[Referring expression pointing data]
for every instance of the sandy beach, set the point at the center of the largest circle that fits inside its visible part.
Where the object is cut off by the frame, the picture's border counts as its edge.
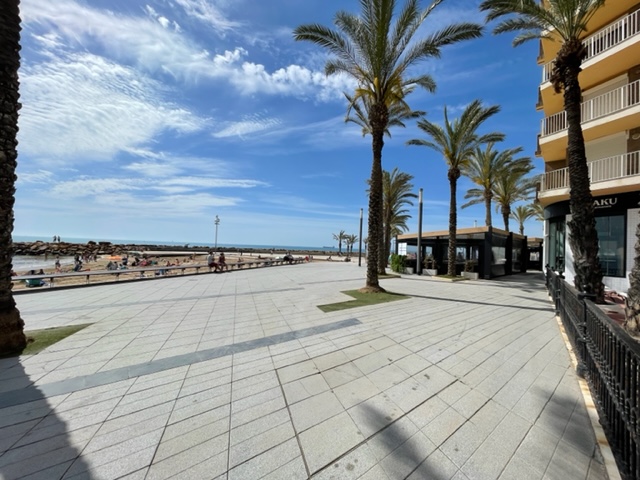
(132, 273)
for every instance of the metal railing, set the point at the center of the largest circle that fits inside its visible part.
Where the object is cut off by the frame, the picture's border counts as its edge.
(605, 169)
(600, 106)
(609, 360)
(604, 39)
(138, 273)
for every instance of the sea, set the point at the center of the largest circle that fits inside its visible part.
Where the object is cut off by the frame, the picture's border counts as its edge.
(29, 262)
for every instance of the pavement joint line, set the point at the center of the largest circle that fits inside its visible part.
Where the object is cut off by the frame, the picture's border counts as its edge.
(34, 392)
(158, 301)
(387, 426)
(601, 439)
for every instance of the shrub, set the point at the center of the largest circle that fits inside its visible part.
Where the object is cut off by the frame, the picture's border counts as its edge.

HOW TO COMPLETE THIS TASK - Please output every record above exactly. Leave the pictures out.

PROBLEM SOLUTION -
for every instance of the sandy beach, set the point at the center of the largest circle that fits inside its visible part.
Where the object is cut off by the frame, the picture's border counts as its edge.
(132, 273)
for every instance of the metal railing, set the point at the center of the largest circle that fits inside its visible part.
Where the object is cut off by the frame, the picture's border counts as its edge.
(605, 169)
(600, 106)
(609, 360)
(604, 39)
(138, 273)
for every instance of the sea, set the point at the center of the largest circle that fits inside its visible part.
Where the object is cut off by the frame, the picture's border counts as its edge.
(29, 262)
for every instance of the pavement joint line, set the point at the center of the largest circle that fits inside its visible part.
Where the object is cut off by the frame, the picture's border counts as its edge.
(34, 392)
(158, 301)
(387, 426)
(601, 439)
for every instance of the shrub, set the point at the center of the largest circle that fits inside its visible part.
Where the object is cut off by the frame, the picture's border counts as its edge.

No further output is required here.